Task instructions: Can you output the records below exactly as they are written?

* begin *

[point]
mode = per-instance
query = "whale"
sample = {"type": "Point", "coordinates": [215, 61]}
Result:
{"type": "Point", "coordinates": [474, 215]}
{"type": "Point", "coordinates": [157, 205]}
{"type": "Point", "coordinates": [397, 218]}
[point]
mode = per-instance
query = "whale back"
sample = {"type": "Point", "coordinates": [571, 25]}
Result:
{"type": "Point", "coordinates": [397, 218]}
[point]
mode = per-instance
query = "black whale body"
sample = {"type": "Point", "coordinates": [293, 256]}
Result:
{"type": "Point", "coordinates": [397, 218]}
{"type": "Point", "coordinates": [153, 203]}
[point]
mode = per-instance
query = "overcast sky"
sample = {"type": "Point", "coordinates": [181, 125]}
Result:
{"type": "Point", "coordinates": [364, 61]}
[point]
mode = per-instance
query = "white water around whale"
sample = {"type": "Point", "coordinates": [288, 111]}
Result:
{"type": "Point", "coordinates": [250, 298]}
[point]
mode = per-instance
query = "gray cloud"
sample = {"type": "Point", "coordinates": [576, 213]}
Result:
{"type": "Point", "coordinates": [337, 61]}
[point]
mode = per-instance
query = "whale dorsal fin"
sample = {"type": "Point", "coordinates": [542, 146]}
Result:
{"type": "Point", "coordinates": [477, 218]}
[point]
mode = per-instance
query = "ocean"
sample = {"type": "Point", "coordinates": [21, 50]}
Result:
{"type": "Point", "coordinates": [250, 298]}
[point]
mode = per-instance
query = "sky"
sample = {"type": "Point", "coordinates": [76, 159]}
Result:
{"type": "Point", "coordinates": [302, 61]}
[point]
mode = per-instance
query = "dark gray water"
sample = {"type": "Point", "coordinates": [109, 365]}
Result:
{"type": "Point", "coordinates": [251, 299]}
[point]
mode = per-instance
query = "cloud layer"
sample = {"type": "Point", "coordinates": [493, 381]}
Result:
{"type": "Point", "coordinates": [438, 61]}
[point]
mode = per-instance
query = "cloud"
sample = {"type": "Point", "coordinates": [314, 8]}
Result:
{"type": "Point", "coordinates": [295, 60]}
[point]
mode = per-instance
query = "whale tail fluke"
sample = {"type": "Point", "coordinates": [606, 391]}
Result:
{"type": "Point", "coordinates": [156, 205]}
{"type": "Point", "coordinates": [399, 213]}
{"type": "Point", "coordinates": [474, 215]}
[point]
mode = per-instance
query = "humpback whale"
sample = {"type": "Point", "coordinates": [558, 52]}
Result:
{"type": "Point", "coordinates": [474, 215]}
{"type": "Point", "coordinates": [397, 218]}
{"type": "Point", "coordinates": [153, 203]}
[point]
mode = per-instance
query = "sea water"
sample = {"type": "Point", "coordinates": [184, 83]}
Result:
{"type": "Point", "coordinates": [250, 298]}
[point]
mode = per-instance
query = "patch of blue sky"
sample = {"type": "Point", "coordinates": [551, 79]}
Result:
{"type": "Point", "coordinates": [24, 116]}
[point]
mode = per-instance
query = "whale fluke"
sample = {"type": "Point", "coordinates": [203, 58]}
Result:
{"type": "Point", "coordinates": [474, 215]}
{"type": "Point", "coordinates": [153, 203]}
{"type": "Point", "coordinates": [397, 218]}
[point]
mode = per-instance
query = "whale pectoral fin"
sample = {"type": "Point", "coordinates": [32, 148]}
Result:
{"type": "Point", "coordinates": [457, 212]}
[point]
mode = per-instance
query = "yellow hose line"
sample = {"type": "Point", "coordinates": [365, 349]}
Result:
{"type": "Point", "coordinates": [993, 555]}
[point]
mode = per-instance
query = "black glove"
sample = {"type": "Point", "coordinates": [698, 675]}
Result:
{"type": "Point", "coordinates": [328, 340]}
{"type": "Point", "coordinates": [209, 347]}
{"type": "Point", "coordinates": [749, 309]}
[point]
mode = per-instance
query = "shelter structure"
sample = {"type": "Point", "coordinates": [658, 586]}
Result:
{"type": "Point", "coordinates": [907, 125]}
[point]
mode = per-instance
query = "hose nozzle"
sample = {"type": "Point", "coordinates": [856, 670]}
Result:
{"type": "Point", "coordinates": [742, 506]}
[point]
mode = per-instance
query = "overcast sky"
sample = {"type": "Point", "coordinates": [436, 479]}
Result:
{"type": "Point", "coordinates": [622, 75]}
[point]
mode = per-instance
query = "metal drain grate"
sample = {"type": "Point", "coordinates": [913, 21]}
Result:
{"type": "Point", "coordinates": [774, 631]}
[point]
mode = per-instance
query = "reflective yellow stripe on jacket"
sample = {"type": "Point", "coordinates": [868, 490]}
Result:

* end *

Reply:
[point]
mode = per-instance
query = "whale"
sample = {"type": "Point", "coordinates": [215, 61]}
Result:
{"type": "Point", "coordinates": [474, 215]}
{"type": "Point", "coordinates": [157, 205]}
{"type": "Point", "coordinates": [397, 218]}
[point]
mode = per-instance
query = "whale back"
sample = {"type": "Point", "coordinates": [571, 25]}
Result:
{"type": "Point", "coordinates": [397, 218]}
[point]
mode = per-instance
query = "black whale body"
sample = {"type": "Point", "coordinates": [293, 256]}
Result:
{"type": "Point", "coordinates": [397, 218]}
{"type": "Point", "coordinates": [153, 203]}
[point]
mode = per-instance
query = "overcast sky"
sample = {"type": "Point", "coordinates": [181, 125]}
Result:
{"type": "Point", "coordinates": [364, 61]}
[point]
mode = per-instance
query = "white water around whale"
sample = {"type": "Point", "coordinates": [288, 111]}
Result:
{"type": "Point", "coordinates": [250, 298]}
[point]
mode = per-instance
query = "gray cloud"
sample = {"type": "Point", "coordinates": [576, 213]}
Result:
{"type": "Point", "coordinates": [337, 61]}
[point]
mode = per-instance
query = "whale dorsal fin"
sample = {"type": "Point", "coordinates": [542, 146]}
Result:
{"type": "Point", "coordinates": [477, 218]}
[point]
mode = per-instance
query = "ocean"
sample = {"type": "Point", "coordinates": [21, 50]}
Result:
{"type": "Point", "coordinates": [250, 298]}
[point]
mode = per-instance
query = "sky"
sample = {"type": "Point", "coordinates": [76, 159]}
Result:
{"type": "Point", "coordinates": [302, 61]}
[point]
mode = per-instance
query = "dark gray water"
sample = {"type": "Point", "coordinates": [109, 365]}
Result:
{"type": "Point", "coordinates": [251, 299]}
[point]
mode = per-instance
query = "cloud layer"
sample = {"type": "Point", "coordinates": [493, 381]}
Result:
{"type": "Point", "coordinates": [438, 61]}
[point]
mode = per-instance
query = "cloud"
sample = {"type": "Point", "coordinates": [314, 8]}
Result:
{"type": "Point", "coordinates": [295, 60]}
[point]
mode = per-instance
query = "whale tail fluke"
sample = {"type": "Point", "coordinates": [606, 391]}
Result:
{"type": "Point", "coordinates": [156, 205]}
{"type": "Point", "coordinates": [399, 213]}
{"type": "Point", "coordinates": [474, 215]}
[point]
mode = per-instance
query = "humpback whale"
sample = {"type": "Point", "coordinates": [558, 52]}
Result:
{"type": "Point", "coordinates": [474, 215]}
{"type": "Point", "coordinates": [397, 218]}
{"type": "Point", "coordinates": [153, 203]}
[point]
mode = per-instance
query = "sea water"
sample = {"type": "Point", "coordinates": [184, 83]}
Result:
{"type": "Point", "coordinates": [250, 298]}
[point]
mode = per-instance
query = "patch of blue sky"
sample = {"type": "Point", "coordinates": [551, 79]}
Result:
{"type": "Point", "coordinates": [24, 116]}
[point]
mode = per-instance
query = "whale fluke"
sample = {"type": "Point", "coordinates": [203, 58]}
Result:
{"type": "Point", "coordinates": [474, 215]}
{"type": "Point", "coordinates": [153, 203]}
{"type": "Point", "coordinates": [397, 218]}
[point]
mode = per-instance
query = "whale pectoral fin"
sample = {"type": "Point", "coordinates": [32, 148]}
Result:
{"type": "Point", "coordinates": [457, 212]}
[point]
mode = per-instance
query = "yellow hose line"
sample = {"type": "Point", "coordinates": [365, 349]}
Result:
{"type": "Point", "coordinates": [993, 555]}
[point]
mode = per-instance
query = "black glove"
sample = {"type": "Point", "coordinates": [698, 675]}
Result:
{"type": "Point", "coordinates": [328, 340]}
{"type": "Point", "coordinates": [209, 347]}
{"type": "Point", "coordinates": [749, 309]}
[point]
mode = per-instance
query = "shelter structure"
sample = {"type": "Point", "coordinates": [658, 586]}
Result:
{"type": "Point", "coordinates": [907, 125]}
[point]
mode = per-instance
query = "hose nozzle"
sample = {"type": "Point", "coordinates": [856, 670]}
Result:
{"type": "Point", "coordinates": [742, 506]}
[point]
mode = per-instance
query = "overcast sky"
sample = {"type": "Point", "coordinates": [436, 479]}
Result:
{"type": "Point", "coordinates": [622, 75]}
[point]
mode = per-instance
query = "metal drain grate"
sample = {"type": "Point", "coordinates": [913, 21]}
Result:
{"type": "Point", "coordinates": [774, 631]}
[point]
mode = per-instance
query = "reflective yellow stripe on jacket"
sample = {"type": "Point", "coordinates": [868, 490]}
Result:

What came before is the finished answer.